━━━━━ PAGE EXCERPT ━━━━━
# 3D shoots list?



## FMann (May 12, 2007)

Anyone have a link for a list of 3D shoots in Michigan? I'm not very computer savvy and google hasn't helped! I used to have a link but its not working any longer. If anyone has a link or info of what clubs shoot which weekend I sure would appreciate it. I know Tuscola shoots the first weekend of the month, not sure about any of the others. I'm looking for a shoot this weekend if anyone knows of one.

Thanks for any and all help.


----------



## Golden Arrow II (Aug 8, 2009)

look up IAA on facebook, lots of 3d shoots on there.


----------



## Swampdog467 (Jul 6, 2017)

I don't know of a list or a link to one but I'd like to find one to put our club on. 
Paw Paw conservation club in Paw Paw Mi. We have our course open on Sunday 8am-1pm. First Sunday in May through last Sunday in September. If anyone knows of the proper place to post this please let me know. Thanks

Sent from my XT1585 using Michigan Sportsman mobile app


----------



## DoJigger (Dec 30, 2010)

If your interested in the Bay City area, here's a link to the Bay City Bowman Club.
https://www.baycitybowmen.com/

Saginaw Field and Stream.
https://www.saginawfieldandstream.com/archery.htm

Tuscola County Archers. https://www.facebook.com/Tuscola-County-Archers-107070349381549/


----------



## FMann (May 12, 2007)

Thanks everyone for your help.


----------
━━━━━ DATA SUPPLIED ━━━━━
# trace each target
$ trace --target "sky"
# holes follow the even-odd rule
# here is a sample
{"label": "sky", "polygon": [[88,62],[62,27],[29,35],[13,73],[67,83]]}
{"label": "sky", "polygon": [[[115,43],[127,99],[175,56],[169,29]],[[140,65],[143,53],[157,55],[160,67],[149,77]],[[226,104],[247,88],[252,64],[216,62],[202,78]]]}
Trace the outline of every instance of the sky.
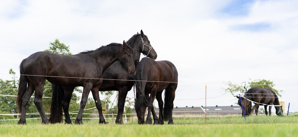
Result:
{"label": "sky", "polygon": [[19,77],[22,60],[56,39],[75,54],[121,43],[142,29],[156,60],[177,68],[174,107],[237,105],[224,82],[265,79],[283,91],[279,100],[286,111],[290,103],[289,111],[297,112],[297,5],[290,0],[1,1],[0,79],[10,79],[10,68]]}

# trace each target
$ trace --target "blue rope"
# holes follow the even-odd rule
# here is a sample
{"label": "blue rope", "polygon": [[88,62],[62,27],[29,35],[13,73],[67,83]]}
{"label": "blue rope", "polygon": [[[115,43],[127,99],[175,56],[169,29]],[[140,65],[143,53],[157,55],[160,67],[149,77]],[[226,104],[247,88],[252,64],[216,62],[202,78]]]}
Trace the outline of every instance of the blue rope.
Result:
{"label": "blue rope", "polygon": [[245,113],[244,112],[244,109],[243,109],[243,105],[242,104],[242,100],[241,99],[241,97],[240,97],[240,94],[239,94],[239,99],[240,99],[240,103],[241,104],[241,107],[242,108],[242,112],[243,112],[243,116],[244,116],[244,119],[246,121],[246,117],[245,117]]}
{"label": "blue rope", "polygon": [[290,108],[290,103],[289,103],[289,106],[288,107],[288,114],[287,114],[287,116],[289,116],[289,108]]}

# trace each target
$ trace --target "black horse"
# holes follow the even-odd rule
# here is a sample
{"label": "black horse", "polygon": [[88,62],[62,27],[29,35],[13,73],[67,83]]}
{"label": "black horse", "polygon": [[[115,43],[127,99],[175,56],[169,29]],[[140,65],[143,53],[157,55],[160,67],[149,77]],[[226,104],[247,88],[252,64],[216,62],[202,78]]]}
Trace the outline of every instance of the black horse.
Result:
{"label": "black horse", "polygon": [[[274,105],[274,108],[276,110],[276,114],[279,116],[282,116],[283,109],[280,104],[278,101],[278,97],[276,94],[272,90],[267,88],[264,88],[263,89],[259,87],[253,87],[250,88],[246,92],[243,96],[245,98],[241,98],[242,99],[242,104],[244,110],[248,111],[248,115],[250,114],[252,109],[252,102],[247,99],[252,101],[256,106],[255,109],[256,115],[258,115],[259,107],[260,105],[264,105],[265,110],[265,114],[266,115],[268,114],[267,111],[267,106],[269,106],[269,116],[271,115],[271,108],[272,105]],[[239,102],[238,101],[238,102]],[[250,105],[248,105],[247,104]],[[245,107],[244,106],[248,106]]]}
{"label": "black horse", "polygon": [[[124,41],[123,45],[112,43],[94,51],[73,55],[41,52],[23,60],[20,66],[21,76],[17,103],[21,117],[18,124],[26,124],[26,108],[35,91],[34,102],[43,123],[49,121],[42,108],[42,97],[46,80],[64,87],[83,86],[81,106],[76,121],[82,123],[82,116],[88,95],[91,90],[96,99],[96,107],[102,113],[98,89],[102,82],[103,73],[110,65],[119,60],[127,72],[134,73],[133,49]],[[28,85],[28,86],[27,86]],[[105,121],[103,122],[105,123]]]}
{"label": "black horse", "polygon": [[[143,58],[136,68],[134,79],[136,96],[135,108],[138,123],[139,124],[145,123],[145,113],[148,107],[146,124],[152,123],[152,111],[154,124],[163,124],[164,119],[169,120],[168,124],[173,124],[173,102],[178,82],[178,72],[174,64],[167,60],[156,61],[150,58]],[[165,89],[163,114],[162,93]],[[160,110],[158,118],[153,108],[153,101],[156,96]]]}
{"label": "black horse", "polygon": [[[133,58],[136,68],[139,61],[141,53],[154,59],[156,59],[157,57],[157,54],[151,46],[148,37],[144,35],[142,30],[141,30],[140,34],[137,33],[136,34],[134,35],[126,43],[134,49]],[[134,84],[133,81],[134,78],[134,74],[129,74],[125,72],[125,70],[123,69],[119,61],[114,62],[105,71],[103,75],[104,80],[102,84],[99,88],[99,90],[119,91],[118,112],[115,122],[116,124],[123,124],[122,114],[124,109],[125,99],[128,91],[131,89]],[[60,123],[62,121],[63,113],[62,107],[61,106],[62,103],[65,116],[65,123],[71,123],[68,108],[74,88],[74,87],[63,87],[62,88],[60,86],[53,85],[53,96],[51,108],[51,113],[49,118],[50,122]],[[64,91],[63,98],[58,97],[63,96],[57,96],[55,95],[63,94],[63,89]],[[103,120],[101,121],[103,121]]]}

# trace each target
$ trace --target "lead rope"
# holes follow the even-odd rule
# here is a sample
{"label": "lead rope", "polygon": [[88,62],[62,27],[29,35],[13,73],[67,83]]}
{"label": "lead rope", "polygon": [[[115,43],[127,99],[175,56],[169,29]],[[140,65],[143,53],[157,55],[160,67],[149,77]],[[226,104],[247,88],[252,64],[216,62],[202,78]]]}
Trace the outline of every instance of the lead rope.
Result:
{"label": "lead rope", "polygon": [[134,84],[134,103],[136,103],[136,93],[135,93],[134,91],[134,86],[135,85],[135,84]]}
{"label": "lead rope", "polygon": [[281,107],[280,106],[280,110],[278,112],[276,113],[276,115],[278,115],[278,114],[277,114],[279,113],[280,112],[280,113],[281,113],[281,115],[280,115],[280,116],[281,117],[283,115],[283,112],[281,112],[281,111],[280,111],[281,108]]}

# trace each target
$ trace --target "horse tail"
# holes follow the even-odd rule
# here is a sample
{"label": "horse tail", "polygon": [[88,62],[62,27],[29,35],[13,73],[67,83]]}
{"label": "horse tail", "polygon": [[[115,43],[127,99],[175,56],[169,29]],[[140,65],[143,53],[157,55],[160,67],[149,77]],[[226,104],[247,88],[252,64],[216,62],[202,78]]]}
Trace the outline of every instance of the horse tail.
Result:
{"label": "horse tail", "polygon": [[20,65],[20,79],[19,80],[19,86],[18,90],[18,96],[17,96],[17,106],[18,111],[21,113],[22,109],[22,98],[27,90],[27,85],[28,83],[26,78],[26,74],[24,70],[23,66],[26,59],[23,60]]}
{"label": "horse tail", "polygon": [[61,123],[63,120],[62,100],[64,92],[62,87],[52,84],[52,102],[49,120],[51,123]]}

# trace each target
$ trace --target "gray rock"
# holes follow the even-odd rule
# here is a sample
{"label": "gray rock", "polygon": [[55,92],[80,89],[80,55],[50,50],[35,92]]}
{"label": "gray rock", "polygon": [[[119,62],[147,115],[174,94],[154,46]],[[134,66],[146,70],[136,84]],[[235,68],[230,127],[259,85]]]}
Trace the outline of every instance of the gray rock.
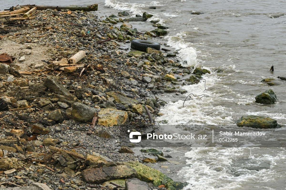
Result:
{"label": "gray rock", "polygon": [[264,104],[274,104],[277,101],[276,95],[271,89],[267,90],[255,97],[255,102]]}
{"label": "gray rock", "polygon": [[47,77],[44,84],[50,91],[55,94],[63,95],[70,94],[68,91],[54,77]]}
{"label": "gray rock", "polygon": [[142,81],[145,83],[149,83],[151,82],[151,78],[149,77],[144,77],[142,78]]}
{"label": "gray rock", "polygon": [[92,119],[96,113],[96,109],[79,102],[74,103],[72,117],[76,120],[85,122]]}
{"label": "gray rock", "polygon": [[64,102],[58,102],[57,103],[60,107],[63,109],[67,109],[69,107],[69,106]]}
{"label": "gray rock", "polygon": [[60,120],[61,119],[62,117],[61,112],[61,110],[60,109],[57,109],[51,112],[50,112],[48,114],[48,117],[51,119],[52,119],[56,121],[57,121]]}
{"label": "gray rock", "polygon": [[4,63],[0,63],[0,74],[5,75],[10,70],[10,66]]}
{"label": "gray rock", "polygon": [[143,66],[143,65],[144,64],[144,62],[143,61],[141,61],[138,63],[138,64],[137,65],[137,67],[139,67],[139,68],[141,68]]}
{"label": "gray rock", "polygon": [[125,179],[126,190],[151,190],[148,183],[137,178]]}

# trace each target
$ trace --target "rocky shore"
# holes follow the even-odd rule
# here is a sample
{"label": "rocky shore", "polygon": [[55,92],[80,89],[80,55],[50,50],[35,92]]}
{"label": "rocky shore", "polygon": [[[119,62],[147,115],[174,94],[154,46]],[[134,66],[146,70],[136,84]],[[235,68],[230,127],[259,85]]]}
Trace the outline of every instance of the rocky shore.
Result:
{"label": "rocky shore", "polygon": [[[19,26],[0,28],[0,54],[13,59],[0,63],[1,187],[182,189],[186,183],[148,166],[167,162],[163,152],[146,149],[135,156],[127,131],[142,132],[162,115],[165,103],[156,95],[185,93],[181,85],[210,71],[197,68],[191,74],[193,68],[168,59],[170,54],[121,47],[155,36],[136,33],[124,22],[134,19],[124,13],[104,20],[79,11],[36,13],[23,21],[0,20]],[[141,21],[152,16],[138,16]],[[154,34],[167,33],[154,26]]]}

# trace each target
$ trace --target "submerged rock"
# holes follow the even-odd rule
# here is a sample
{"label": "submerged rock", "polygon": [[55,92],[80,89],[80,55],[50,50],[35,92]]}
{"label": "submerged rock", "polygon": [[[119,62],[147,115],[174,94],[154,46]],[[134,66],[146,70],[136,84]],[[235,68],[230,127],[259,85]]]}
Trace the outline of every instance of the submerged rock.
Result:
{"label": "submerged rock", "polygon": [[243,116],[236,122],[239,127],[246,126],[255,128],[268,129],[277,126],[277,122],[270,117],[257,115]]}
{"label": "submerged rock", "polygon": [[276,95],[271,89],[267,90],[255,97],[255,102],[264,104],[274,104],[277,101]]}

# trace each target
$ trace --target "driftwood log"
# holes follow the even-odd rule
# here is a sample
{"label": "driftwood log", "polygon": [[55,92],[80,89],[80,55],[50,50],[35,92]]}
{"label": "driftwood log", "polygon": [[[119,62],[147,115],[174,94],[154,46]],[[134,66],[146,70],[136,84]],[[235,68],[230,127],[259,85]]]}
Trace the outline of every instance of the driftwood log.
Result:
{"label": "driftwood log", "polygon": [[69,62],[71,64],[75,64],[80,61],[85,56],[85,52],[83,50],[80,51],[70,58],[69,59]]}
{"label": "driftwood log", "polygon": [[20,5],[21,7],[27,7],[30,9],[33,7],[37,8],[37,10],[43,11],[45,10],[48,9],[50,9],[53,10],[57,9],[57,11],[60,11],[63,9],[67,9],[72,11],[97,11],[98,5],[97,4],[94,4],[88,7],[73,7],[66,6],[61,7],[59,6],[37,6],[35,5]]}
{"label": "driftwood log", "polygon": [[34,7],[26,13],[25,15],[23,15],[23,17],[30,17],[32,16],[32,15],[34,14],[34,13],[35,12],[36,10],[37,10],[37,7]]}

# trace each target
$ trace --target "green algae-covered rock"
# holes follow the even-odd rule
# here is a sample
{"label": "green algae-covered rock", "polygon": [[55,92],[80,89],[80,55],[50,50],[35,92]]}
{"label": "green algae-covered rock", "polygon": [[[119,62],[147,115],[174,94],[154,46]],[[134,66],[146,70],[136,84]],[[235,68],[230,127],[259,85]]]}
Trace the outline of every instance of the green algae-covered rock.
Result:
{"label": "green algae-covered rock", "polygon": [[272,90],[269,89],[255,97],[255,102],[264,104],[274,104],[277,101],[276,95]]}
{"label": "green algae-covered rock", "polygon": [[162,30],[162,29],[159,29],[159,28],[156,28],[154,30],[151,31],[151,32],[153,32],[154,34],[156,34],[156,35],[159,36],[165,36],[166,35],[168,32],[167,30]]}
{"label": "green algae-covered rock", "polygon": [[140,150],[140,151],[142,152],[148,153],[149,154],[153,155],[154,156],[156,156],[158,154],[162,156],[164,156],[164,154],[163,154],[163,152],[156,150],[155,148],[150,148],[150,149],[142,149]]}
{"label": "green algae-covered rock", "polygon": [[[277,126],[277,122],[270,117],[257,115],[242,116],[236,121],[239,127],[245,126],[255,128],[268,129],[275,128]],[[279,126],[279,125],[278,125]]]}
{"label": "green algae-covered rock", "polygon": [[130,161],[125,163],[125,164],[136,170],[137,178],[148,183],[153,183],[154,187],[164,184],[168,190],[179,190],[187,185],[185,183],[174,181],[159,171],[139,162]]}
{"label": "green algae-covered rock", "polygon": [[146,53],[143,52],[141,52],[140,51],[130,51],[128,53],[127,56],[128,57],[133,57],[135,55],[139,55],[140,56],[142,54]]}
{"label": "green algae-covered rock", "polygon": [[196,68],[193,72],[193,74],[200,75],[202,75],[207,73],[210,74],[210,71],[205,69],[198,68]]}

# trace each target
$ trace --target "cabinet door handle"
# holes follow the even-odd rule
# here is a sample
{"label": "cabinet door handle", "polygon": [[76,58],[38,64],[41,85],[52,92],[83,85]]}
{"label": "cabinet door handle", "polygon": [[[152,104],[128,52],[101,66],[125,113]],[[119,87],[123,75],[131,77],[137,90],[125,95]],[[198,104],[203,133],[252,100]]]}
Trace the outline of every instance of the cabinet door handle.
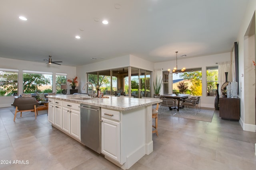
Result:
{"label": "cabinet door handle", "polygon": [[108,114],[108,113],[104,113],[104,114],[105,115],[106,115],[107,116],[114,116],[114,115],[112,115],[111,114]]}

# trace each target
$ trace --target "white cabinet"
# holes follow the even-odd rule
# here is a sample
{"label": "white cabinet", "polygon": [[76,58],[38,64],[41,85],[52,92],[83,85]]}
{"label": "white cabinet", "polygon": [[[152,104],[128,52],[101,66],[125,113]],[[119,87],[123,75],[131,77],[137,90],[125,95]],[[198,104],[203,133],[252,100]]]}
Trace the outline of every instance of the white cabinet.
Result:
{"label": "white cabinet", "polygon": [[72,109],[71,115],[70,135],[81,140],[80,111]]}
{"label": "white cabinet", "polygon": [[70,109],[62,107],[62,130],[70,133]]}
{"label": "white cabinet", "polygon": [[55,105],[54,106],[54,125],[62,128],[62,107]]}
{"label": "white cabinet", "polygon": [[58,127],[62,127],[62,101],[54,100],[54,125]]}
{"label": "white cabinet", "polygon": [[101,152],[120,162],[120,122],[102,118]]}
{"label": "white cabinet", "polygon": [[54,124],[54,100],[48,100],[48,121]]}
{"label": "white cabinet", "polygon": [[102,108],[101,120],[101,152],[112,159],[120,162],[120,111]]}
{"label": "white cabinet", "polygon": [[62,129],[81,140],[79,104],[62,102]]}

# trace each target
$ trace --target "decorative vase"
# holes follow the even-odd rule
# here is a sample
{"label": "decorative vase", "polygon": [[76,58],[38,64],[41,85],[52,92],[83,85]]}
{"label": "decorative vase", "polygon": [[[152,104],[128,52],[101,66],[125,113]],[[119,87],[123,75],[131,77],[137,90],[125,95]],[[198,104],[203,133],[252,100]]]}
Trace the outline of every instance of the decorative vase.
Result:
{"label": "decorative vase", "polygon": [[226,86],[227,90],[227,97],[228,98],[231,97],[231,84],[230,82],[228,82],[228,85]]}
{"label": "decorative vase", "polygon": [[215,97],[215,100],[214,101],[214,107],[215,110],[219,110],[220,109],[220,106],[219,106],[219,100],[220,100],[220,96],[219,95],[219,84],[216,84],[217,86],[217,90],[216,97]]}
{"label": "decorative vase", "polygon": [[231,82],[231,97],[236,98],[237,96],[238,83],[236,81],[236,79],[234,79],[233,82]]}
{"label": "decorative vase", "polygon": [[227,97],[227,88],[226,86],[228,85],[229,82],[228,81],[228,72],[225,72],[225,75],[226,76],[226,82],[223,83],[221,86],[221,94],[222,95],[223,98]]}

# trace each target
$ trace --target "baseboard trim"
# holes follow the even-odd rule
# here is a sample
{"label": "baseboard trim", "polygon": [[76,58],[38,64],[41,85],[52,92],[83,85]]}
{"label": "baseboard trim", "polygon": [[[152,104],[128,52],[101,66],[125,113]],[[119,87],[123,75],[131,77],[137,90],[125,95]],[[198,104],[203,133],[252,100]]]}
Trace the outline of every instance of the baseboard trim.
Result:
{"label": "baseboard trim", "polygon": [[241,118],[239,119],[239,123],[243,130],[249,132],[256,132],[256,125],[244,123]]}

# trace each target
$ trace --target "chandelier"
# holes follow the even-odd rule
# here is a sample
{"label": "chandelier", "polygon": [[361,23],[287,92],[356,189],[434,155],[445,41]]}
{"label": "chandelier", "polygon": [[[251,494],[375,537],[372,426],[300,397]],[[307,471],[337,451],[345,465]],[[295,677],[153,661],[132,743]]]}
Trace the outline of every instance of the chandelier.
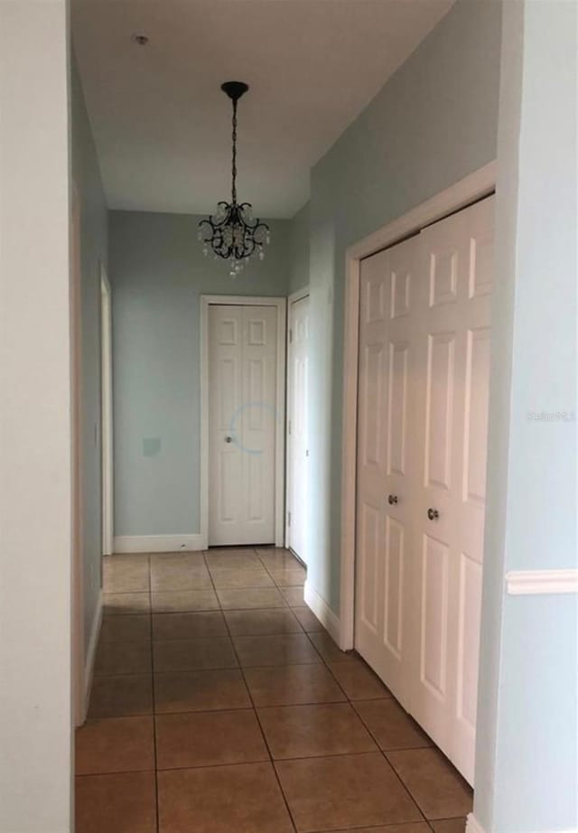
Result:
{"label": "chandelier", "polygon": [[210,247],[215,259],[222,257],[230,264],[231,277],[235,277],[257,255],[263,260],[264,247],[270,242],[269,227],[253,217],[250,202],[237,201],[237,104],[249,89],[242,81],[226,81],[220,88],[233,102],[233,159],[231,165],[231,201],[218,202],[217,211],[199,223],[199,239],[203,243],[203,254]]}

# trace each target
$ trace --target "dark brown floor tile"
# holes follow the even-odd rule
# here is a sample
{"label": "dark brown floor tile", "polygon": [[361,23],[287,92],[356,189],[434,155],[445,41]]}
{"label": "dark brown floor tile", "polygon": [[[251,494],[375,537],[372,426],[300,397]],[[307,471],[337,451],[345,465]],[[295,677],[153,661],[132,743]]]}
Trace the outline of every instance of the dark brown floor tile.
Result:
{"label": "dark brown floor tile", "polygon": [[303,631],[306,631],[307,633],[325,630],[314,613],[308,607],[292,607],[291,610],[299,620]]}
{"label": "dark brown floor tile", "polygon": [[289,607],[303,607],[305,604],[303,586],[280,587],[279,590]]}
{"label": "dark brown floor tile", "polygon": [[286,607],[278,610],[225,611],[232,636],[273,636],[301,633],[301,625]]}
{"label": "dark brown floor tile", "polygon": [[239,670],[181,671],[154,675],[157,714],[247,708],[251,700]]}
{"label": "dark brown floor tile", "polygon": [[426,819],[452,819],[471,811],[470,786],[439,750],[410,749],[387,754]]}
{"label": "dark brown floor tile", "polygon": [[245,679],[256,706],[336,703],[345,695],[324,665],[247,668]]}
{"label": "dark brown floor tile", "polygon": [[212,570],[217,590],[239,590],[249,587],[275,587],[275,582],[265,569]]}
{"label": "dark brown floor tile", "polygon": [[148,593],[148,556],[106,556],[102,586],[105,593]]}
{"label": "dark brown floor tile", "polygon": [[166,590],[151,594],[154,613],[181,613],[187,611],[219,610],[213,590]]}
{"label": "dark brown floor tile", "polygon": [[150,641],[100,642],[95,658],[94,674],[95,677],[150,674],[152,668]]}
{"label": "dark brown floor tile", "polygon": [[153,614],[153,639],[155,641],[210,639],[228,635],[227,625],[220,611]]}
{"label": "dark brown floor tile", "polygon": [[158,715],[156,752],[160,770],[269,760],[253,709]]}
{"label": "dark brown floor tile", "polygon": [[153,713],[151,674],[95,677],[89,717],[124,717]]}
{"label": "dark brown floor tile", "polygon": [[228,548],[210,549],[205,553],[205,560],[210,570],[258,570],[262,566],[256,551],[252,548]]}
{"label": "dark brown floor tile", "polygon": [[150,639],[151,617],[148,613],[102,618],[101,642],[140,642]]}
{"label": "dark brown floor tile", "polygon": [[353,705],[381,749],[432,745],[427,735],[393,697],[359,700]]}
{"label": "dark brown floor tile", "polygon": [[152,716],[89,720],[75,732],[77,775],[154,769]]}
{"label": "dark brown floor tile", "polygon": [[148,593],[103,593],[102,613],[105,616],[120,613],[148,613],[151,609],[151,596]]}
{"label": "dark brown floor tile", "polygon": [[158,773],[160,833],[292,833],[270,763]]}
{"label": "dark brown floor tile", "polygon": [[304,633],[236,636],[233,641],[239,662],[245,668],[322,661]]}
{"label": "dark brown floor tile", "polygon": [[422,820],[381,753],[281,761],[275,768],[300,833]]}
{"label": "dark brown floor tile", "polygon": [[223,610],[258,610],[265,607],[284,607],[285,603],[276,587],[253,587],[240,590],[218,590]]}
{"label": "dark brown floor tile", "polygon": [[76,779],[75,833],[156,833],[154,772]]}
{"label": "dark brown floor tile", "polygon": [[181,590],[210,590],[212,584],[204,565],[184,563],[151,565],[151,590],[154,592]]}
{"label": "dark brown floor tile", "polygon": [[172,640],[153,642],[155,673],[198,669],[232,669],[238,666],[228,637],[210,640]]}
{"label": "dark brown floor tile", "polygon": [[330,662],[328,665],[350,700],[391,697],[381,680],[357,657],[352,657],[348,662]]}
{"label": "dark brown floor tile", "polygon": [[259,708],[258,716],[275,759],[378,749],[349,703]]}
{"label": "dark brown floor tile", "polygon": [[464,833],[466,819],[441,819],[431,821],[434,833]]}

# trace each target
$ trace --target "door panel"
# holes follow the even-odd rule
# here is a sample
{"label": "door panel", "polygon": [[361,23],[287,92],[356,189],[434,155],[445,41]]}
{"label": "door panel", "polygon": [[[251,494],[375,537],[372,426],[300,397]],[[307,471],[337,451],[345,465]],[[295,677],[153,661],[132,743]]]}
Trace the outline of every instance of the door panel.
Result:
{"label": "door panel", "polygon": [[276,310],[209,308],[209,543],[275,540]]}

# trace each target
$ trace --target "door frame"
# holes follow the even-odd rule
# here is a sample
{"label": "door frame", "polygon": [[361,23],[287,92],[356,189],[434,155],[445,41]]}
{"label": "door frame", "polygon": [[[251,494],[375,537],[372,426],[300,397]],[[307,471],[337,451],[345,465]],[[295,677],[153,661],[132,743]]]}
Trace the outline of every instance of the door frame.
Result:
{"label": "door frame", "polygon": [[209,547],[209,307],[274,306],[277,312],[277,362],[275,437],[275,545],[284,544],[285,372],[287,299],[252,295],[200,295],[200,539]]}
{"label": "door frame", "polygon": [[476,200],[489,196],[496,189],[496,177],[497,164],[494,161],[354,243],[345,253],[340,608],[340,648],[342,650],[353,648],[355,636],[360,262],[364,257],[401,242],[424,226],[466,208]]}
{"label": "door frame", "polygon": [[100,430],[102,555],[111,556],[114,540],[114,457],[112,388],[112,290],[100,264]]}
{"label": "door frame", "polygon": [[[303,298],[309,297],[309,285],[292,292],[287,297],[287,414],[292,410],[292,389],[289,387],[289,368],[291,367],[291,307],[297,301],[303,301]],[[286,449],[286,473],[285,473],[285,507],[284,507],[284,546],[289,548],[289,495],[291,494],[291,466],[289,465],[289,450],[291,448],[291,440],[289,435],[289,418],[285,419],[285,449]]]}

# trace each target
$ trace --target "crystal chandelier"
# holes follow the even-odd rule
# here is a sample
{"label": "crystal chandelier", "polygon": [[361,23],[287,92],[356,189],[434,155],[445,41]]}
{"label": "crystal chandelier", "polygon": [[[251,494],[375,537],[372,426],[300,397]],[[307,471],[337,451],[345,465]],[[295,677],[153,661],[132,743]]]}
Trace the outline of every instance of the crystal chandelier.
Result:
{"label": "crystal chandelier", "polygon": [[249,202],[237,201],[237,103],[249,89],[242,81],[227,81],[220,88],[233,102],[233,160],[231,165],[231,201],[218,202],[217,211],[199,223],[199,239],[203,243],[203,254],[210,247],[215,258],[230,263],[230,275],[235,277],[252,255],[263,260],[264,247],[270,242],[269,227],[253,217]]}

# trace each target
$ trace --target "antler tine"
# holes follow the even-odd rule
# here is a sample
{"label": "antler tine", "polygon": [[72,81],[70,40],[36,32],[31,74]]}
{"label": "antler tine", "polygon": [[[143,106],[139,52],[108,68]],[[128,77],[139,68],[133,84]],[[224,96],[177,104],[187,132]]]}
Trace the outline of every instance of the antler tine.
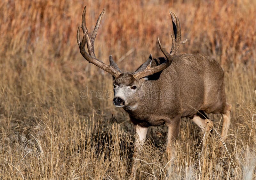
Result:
━━━━━
§ **LIST OF TASKS**
1 – Answer these questions about the Michigan 3D shoots thread:
(a) Which weekend does the first post say Tuscola shoots?
(b) Where does the post by Golden Arrow II suggest looking for 3D shoots?
(c) During what hours is the Paw Paw conservation club course open on Sunday?
2 – Find every line of the rows that contains the string "shore", with case counting, and copy each one.
The thread and the rows are unrelated to each other.

§ **RESULTS IN ORDER**
1 –
(a) The first weekend of the month.
(b) The IAA on Facebook.
(c) 8am to 1pm.

2 –
$ trace --target "rocky shore"
{"label": "rocky shore", "polygon": [[55,92],[80,89],[80,55],[50,50],[35,92]]}
{"label": "rocky shore", "polygon": [[[119,62],[147,115],[174,94],[154,46]],[[134,66],[146,70],[136,84]],[[235,68],[230,127],[259,85]]]}
Trace the outline of every instance of the rocky shore.
{"label": "rocky shore", "polygon": [[[19,26],[0,28],[0,54],[13,59],[0,63],[1,187],[182,189],[186,183],[148,166],[167,162],[163,152],[146,149],[135,156],[127,131],[142,132],[162,115],[165,103],[156,95],[185,93],[181,85],[210,71],[197,68],[191,74],[193,68],[168,59],[170,54],[121,47],[155,36],[136,33],[124,22],[134,19],[124,13],[104,20],[79,11],[36,13],[23,21],[0,20]],[[141,21],[152,16],[138,16]],[[154,34],[167,33],[154,26]]]}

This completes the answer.